Tasks to complete:
a. Copy out the part of the oil pump repair notes that opens with the words containing "In addition to" and closes with "up the clearance.", renaming "setscrew" to "set screw".
b. Extend the oil pump repair notes beyond their final sentence.
***** Document excerpt *****
In addition to the worn scavenge pump gear which I had made. One of the impellers has 2 bushings in it with a space between them for oil, these were worn and one had slipped against the other blocking the oil hole to the shaft pin. No measureable damage was done but I am glad I discovered it and replaced the bushings with a single bushing. I grooved it for oil flow and added a second oil hole between impeller teeth. Also added a setscrew and Loctite retainer to the pin so it could not turn in the pump cover. Interestingly, ah the Brits, the impellers (gears) in this pump are longer than the pump housing so the choice if gasket material for the end covers is critical to setting up the clearance.
***** Collected data *****
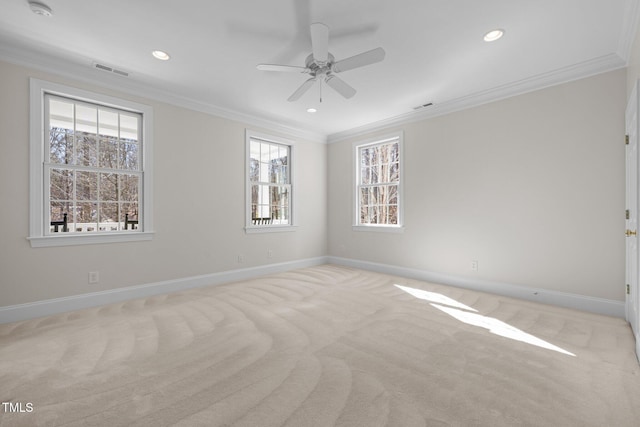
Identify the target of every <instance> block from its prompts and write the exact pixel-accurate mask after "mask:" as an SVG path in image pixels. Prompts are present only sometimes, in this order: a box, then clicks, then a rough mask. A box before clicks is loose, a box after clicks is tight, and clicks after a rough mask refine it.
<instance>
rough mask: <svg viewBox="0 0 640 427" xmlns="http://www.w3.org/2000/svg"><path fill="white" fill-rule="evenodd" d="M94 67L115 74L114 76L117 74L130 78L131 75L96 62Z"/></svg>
mask: <svg viewBox="0 0 640 427" xmlns="http://www.w3.org/2000/svg"><path fill="white" fill-rule="evenodd" d="M93 67H94V68H97V69H98V70H102V71H106V72H107V73H113V74H117V75H119V76H124V77H129V73H128V72H126V71H122V70H118V69H117V68H113V67H110V66H108V65H104V64H99V63H97V62H95V63H94V64H93Z"/></svg>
*****
Answers to the exercises:
a.
In addition to the worn scavenge pump gear which I had made. One of the impellers has 2 bushings in it with a space between them for oil, these were worn and one had slipped against the other blocking the oil hole to the shaft pin. No measureable damage was done but I am glad I discovered it and replaced the bushings with a single bushing. I grooved it for oil flow and added a second oil hole between impeller teeth. Also added a set screw and Loctite retainer to the pin so it could not turn in the pump cover. Interestingly, ah the Brits, the impellers (gears) in this pump are longer than the pump housing so the choice if gasket material for the end covers is critical to setting up the clearance.

b.
Finally to the low oil pressure issue. Although I replaced the oil pump for good measure, the old one had no wear to speak of. I was able to find a new, British made, one of the same brand as the original. So I did it. I pressure tested everything, relief valve, flanges, pickup tubes, just to be sure. So I must conclude that the two Orings between the oil pump and the relief valve were actually the fault b/c upon restart I had 50lbs oil pressure which I have never seen b/4. All 6.354 engines, horizontal and vertical has these Orings and they are not Viton so prone to hardening and cracking.



I might also mention that I did away with the "in tank" oil cooler and mounted a normal one (300psi) because the stock one was only 1/2 covered in oil inside the tank when the tank was full. A much better cooling arrangement from several standpoints so I expect that even after a hard run, I will now have good oil pressure.